▶ _Supplied passage_:
______________________________
And you know, yoga, and eating right, and all the supplements, and sleeping right, and all the other obvious good stuff that is probably more important than working out. You have to keep your head right. It's so easy to get spun out, and you see people who have no challenges outside of their Hollywood problems, and they regularly have meltdowns on set, or they turn into a bitch, or they say and do things because they're under pressure, or because they think they're something they're not. It's really a trip to be number one on the call sheet and doing a movie like this.

Are there any real life playboys from whom you've drawn inspiration?

Well, this might sound a little weird, but I'm not drawing on other things for [Tony]. I consider him to be a real entity for the most part. That works for me. And then if you had the stimuli that I do day by day -- I say that with whatever I learned in Theater Arts 101, of again having that aesthetic distance so that you actually know what you're doing. There's no sense in getting too caught up in something, but I come into work and there's like hundreds of people around, and without abusing the influence I have, it's like, things are made very easy and available to me, and I see hundred-thousand-dollar cars and things, and all this stuff that, regardless of how much dough I've made over the years, I've never lived a day, I've never lived four seconds like this guy has lived every day. So it's been this really kind of amazing experience to see what it would be like if you had unimaginable resources, and you had this change of heart, and then you decided to pool those resources into something that became kind of fetishistic and obsessive, but obsessive in a way that you kind of have to figure out as you go along what the moral psychology is of that. So I think it's a very human journey.

But to continue not answering your question, I tended to actually go more to mythology and the real basis of mythology and how men and women are capable of at a certain subtle level of god making, of making themselves godlike, of clearing themselves of these earthly things and walking into a purpose or some sort of divine idea, whether it seems dark at the time or not, it's like you can see through perception and you have this heroic experience. I could say that about single mothers, I could say that about a variety of different type of folks that I've known growing up.

How much of your own very public struggle with addiction has informed what you're doing with this role of Tony Stark, who in the comics is depicted as having similar dependencies?

By the time you get out of Dodge and start doing the right thing, you really don't relate to the person that historically people still see. But it's like the guy who says, "You know, if you Google me, all you're ever going to see if that I was accused of raping those two kids on the boat," or whatever. It's like, "I didn't even, wait, why am I Googling you anyway?"

So my thing is, what else is attractive is, yeah, Tony Stark has been known to go bonkers and be so irresponsible that he's like too hammered to put on the suit. And I was like, "Really?" And they're like, "Yeah, yeah." And I thought, "All these times when it seemed like in the atmosphere that maybe it was another one of these," because, you know, it's like, you're a superhero of the week thing, and there's so many. And I was like, "Green Hornet? No." But the fact that Tony is so conflicted at certain points in the later years. There's so much stuff going on in this movie as it is, that we decided not to do like the Pirandello thing. too. But I get it, I mean, that's why, in a way, [the character's] ideally suited for me, and I'm ideally suited for him.
______________________________
▶ _Problem_:
Write out the part of the interview about playing Tony Stark word for word, starting with "But to continue" and going on through "known growing up.". The material has no connection to the interview.
______________________________
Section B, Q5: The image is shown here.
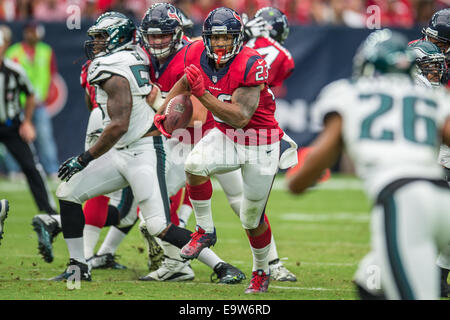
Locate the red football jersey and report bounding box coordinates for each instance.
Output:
[145,38,214,144]
[185,41,283,145]
[246,37,295,87]
[80,60,98,109]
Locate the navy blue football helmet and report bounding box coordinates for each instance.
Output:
[202,7,244,64]
[422,9,450,59]
[139,3,183,59]
[353,29,416,77]
[255,7,289,44]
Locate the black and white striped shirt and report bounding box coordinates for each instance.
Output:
[0,59,33,124]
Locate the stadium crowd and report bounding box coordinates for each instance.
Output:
[0,0,450,28]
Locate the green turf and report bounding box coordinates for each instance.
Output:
[0,177,390,300]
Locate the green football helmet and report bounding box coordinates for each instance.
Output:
[84,11,136,60]
[409,40,447,87]
[353,29,415,77]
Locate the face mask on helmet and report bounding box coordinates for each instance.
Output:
[84,12,136,60]
[203,7,243,65]
[409,40,447,86]
[140,3,183,59]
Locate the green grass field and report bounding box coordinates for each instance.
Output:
[0,176,370,300]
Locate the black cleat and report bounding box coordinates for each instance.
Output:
[49,259,92,281]
[211,262,245,284]
[31,214,61,263]
[87,253,127,270]
[0,199,9,245]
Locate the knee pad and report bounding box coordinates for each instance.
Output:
[240,199,266,230]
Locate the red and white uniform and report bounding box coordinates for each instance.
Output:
[80,60,98,109]
[185,41,283,229]
[245,37,295,87]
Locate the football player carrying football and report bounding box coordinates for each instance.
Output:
[136,3,245,284]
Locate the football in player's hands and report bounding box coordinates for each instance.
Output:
[162,94,193,134]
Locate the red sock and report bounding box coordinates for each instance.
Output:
[83,196,109,228]
[186,180,212,200]
[170,188,183,226]
[248,221,272,249]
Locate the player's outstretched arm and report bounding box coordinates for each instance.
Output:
[157,76,191,114]
[287,114,343,194]
[89,75,132,158]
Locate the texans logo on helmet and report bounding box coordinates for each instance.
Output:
[167,11,181,24]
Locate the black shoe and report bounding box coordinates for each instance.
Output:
[211,262,245,284]
[439,268,449,298]
[31,214,61,263]
[0,199,9,245]
[88,253,127,270]
[50,259,92,281]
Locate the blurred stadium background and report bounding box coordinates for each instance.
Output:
[0,0,450,173]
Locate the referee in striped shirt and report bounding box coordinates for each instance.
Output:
[0,30,59,222]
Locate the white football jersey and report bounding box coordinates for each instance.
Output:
[87,47,155,148]
[315,74,450,199]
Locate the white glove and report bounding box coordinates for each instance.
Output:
[244,17,270,38]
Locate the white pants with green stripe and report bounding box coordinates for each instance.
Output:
[56,137,170,235]
[355,180,450,300]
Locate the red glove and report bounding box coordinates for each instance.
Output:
[153,114,172,139]
[184,64,205,97]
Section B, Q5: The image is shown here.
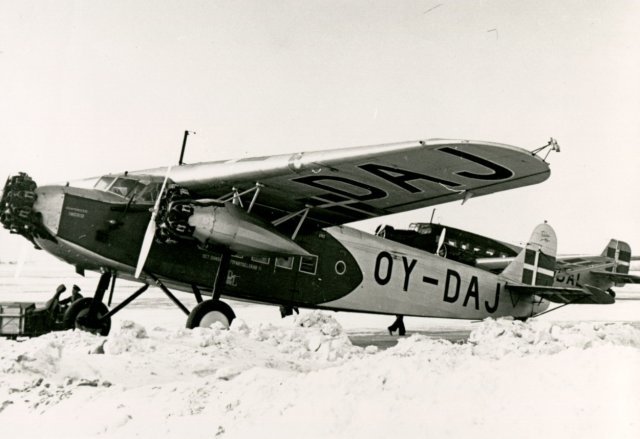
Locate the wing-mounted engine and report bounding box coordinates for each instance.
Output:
[156,185,308,255]
[0,172,54,247]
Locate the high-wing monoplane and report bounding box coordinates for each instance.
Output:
[0,140,583,334]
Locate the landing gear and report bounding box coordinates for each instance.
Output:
[63,250,236,335]
[187,299,236,329]
[63,272,113,335]
[63,297,111,335]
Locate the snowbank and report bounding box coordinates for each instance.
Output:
[0,312,640,438]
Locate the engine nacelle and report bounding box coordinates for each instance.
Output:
[157,189,309,256]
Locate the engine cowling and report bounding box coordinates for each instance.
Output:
[156,187,309,256]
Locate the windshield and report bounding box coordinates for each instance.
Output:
[93,176,162,203]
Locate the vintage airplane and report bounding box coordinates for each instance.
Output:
[0,139,590,334]
[376,222,640,311]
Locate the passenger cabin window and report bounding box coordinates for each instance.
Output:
[300,256,318,274]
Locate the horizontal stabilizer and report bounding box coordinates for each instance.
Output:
[506,285,615,305]
[590,270,640,284]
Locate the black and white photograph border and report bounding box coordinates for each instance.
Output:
[0,0,640,439]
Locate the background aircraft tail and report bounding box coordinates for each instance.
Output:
[602,239,631,274]
[502,223,558,287]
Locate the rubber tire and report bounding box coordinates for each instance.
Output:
[186,299,236,329]
[62,297,111,335]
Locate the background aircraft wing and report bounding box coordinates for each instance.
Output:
[505,285,615,305]
[141,140,550,227]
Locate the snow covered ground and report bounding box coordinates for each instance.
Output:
[0,264,640,438]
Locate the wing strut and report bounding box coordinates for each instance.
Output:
[216,181,264,212]
[271,205,312,240]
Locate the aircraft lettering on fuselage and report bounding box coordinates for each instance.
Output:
[294,147,513,202]
[373,251,500,314]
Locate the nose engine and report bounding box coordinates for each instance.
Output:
[0,172,50,244]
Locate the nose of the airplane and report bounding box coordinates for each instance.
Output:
[0,172,64,241]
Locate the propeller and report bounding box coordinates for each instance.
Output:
[135,166,171,279]
[436,227,447,255]
[13,241,31,279]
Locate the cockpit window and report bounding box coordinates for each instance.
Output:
[93,177,115,190]
[93,175,169,204]
[136,183,162,203]
[107,177,144,197]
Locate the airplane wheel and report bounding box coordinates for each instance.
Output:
[62,297,111,335]
[187,300,236,329]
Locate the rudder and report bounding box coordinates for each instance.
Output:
[602,239,631,274]
[502,223,558,286]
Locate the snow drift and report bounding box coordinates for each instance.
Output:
[0,312,640,438]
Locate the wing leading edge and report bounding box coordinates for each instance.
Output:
[136,140,550,227]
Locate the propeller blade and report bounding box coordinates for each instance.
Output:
[135,166,171,279]
[13,241,31,279]
[436,227,447,255]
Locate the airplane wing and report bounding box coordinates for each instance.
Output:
[476,255,615,274]
[590,270,640,284]
[140,140,550,227]
[505,285,615,305]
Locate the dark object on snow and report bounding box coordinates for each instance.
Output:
[0,284,82,339]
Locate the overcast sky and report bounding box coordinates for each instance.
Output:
[0,0,640,262]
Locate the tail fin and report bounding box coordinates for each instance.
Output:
[502,223,557,286]
[602,239,631,274]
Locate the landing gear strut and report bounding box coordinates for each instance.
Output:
[187,250,236,329]
[63,272,111,335]
[64,250,236,335]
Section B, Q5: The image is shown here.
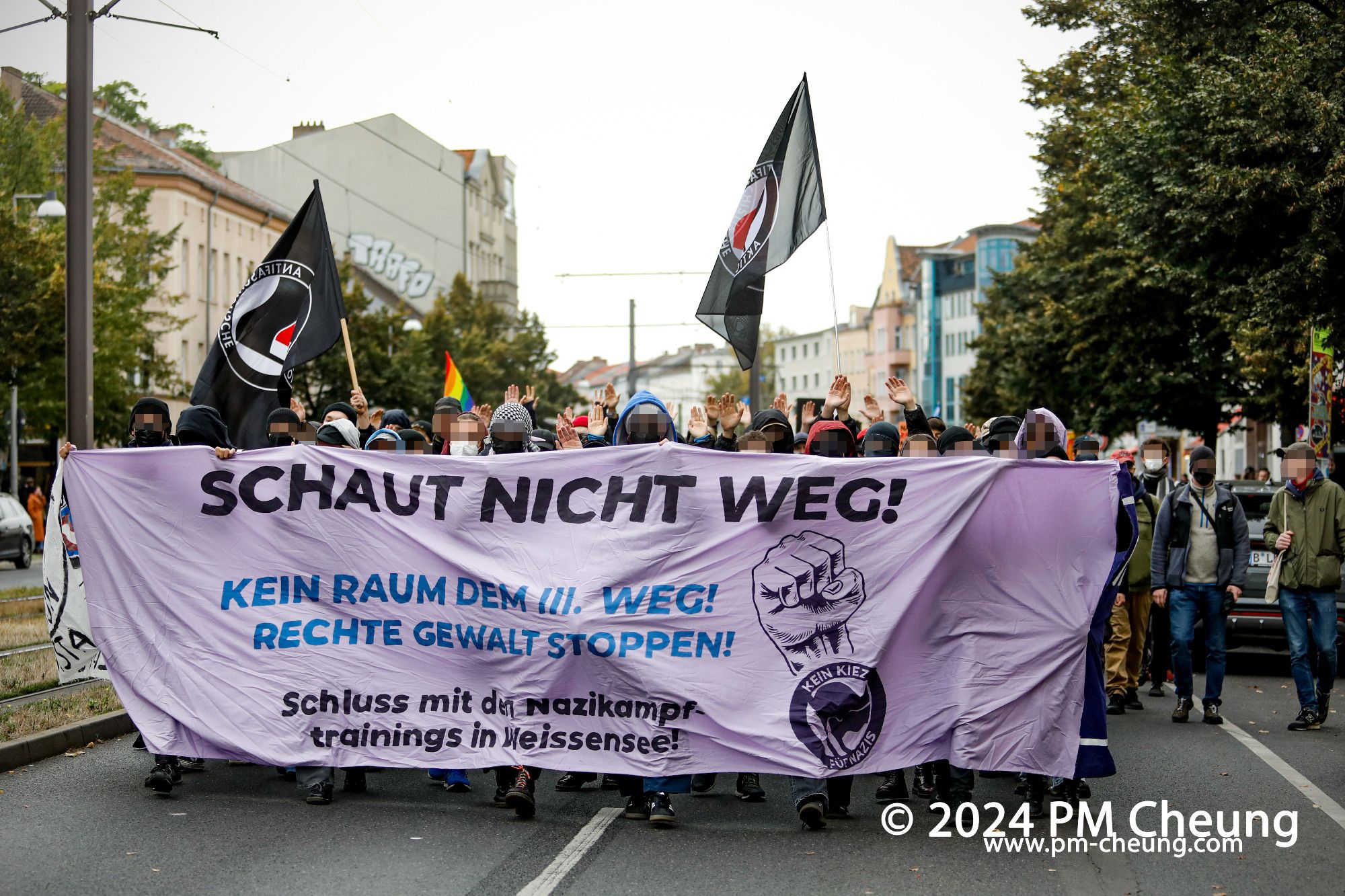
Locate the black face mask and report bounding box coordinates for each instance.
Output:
[130,426,168,448]
[625,432,663,445]
[863,438,897,458]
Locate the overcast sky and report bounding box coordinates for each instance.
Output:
[0,0,1075,367]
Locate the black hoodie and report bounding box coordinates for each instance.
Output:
[178,405,234,448]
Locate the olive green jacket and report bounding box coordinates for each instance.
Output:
[1266,479,1345,591]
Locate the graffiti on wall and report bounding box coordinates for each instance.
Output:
[347,233,434,298]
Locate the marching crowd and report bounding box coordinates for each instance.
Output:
[52,376,1345,829]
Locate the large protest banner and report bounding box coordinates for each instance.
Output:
[65,445,1120,776]
[42,466,108,685]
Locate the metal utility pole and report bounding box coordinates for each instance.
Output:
[625,298,636,401]
[66,0,94,448]
[9,384,17,497]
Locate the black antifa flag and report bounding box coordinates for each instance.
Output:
[191,180,346,448]
[695,75,827,370]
______________________________
▶ _Task response_:
But to continue not answering your question, I tended to actually go more to mythology and the real basis of mythology and how men and women are capable of at a certain subtle level of god making, of making themselves godlike, of clearing themselves of these earthly things and walking into a purpose or some sort of divine idea, whether it seems dark at the time or not, it's like you can see through perception and you have this heroic experience. I could say that about single mothers, I could say that about a variety of different type of folks that I've known growing up.